Problem to work on →
Return the entries verbatim and drop every picture.

# # # #

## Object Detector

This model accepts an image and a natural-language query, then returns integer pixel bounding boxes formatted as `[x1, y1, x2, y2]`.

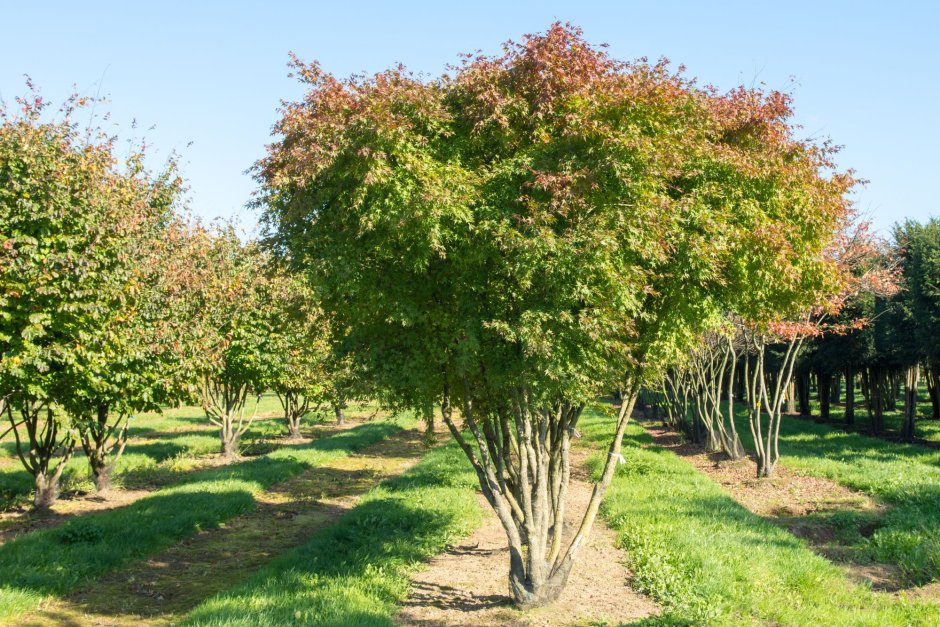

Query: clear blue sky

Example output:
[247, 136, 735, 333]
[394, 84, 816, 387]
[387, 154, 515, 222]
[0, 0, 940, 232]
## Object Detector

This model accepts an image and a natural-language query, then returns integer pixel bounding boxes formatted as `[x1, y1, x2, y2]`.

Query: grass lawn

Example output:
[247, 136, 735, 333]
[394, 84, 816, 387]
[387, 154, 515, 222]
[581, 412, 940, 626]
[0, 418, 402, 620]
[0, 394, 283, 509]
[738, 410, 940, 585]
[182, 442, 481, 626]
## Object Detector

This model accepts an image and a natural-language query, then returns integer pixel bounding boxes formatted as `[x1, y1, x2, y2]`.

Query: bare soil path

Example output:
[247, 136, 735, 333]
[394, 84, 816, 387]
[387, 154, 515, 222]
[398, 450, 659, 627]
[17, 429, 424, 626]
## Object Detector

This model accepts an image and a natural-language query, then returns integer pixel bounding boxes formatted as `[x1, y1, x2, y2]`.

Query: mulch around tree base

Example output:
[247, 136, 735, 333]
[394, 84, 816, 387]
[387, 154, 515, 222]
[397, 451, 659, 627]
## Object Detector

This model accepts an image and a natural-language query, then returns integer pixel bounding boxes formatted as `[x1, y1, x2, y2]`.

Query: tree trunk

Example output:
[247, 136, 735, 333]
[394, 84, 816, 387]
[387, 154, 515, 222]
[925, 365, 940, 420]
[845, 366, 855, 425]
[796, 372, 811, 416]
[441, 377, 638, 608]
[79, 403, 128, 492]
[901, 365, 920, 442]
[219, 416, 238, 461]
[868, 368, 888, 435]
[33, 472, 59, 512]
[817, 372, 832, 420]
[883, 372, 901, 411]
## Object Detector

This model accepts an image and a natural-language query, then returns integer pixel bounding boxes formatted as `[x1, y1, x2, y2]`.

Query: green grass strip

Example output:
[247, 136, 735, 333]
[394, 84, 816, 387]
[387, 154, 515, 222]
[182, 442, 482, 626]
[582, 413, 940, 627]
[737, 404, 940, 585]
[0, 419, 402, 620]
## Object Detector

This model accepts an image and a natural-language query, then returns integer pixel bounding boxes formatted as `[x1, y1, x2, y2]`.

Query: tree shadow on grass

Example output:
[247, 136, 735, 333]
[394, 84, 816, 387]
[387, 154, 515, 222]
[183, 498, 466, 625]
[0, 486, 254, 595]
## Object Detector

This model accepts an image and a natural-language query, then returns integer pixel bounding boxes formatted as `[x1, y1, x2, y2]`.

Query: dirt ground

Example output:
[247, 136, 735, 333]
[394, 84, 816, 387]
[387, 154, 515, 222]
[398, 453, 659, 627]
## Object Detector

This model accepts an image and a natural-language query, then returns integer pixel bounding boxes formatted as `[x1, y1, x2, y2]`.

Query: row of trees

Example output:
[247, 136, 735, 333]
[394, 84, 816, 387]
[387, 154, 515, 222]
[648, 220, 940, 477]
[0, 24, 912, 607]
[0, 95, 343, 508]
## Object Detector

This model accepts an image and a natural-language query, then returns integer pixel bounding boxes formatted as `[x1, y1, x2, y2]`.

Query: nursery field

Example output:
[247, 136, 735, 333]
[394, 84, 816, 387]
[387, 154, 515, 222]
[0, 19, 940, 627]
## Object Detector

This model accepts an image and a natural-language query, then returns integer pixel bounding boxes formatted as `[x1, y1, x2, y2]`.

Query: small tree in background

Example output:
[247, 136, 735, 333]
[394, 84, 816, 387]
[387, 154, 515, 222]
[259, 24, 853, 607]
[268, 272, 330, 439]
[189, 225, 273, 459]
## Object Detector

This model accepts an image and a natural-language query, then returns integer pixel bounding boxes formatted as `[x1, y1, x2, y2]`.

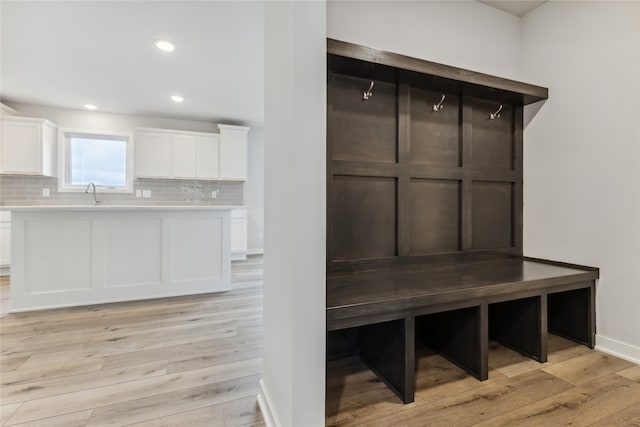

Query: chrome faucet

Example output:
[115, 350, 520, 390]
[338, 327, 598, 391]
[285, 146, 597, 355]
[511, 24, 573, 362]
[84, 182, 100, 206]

# # # #

Reply to the exercise →
## Object Detector

This model accepts an image and a natural-language query, then returns integer pixel bounding boxes formatted as `[x1, y1, x2, y2]`.


Query: clear blue sky

Example output:
[247, 136, 735, 333]
[394, 84, 816, 387]
[387, 154, 515, 222]
[0, 0, 940, 232]
## Object Detector

This model accepts an image and a natural-language query, then returns integer pixel bounding boxes formatted as `[x1, y1, x2, y2]`.

Query: grass lawn

Example output:
[247, 136, 735, 333]
[394, 84, 816, 387]
[387, 154, 515, 222]
[581, 412, 940, 626]
[0, 418, 402, 620]
[0, 394, 283, 509]
[738, 410, 940, 585]
[182, 442, 481, 626]
## Object Detector

This model accepts an image and a natural-language query, then returns integer pixel bounding boxes formatted as `[x1, y1, x2, y2]`.

Query: bare soil path

Example output:
[247, 136, 735, 333]
[394, 84, 816, 387]
[387, 154, 515, 222]
[398, 450, 659, 627]
[17, 429, 424, 626]
## Object Detector

This model accepts an image and a natural-language query, then returns integer pixel bounding boxes formatted as `[x1, y1, x2, y2]`.

Query: mulch around tree base

Example output:
[247, 136, 735, 333]
[394, 84, 816, 387]
[387, 154, 515, 222]
[397, 451, 659, 627]
## Object Detector

This model accepts an image and a natural-language query, then returns integer pixel bounding boxes formatted as `[x1, y1, x2, y2]`.

Query: tree trunk

Example output:
[247, 136, 735, 333]
[394, 84, 816, 387]
[387, 154, 515, 222]
[925, 365, 940, 420]
[845, 366, 855, 425]
[796, 372, 811, 416]
[441, 377, 638, 608]
[79, 403, 128, 492]
[901, 365, 920, 442]
[219, 416, 238, 461]
[868, 368, 888, 435]
[33, 472, 59, 512]
[817, 372, 832, 420]
[883, 372, 901, 411]
## Object Detector

This model accepts an image and a natural-language query, then returns integer pixel bounding boxes formatted as `[x1, y1, x2, y2]`.

Query: green grass strip

Example output:
[247, 136, 735, 333]
[394, 84, 816, 387]
[387, 154, 515, 222]
[182, 442, 482, 626]
[582, 413, 940, 627]
[737, 404, 940, 585]
[0, 419, 402, 620]
## Object Detector

This model accepts an image and a natural-language query, then returns integer pixel bounding boxes formatted as `[x1, y1, x2, y2]`.

Query: tree shadow on grass

Example output:
[247, 136, 735, 333]
[394, 84, 816, 387]
[387, 154, 515, 222]
[183, 498, 466, 625]
[0, 486, 254, 595]
## Object Detector

This model accepts an image and a natural-language query, then returns integer pixel bounding boxes formatted as `[x1, y1, x2, y2]`.

Query: dirt ground

Example output:
[247, 136, 735, 333]
[394, 84, 816, 387]
[387, 154, 515, 222]
[398, 453, 659, 627]
## Object Detector

This model accepts an image and a natural-language query, then returns integer pixel bounding boxes formatted as `[x1, y1, x2, y2]`.

Query: row of trees

Example output:
[247, 136, 735, 333]
[394, 84, 816, 387]
[387, 154, 515, 222]
[648, 220, 940, 477]
[0, 24, 912, 607]
[0, 95, 343, 508]
## Object Detector

This model accepts an image and a natural-language query, then returns integer pixel bounding boxes formatted as `[x1, y1, x2, y2]`.

Query: nursery field

Example output:
[247, 136, 735, 333]
[394, 84, 816, 387]
[387, 154, 515, 222]
[0, 19, 940, 627]
## Object Detector

This model accepts an image and a natural-language query, then returns integer pixel bounding boxes formatted as `[x1, y1, x2, y2]`.

Query: small tree in background

Example output:
[247, 136, 735, 333]
[394, 84, 816, 387]
[387, 154, 515, 222]
[259, 24, 853, 607]
[268, 272, 330, 439]
[189, 225, 273, 459]
## Object Detector

This model accepts an image and a natural-language query, then returns integer pixel bounding boxes formatted as `[x1, y1, x2, y2]`.


Query: chrome faucet

Example output:
[115, 350, 520, 390]
[338, 327, 598, 391]
[285, 146, 597, 355]
[511, 24, 573, 362]
[84, 182, 100, 206]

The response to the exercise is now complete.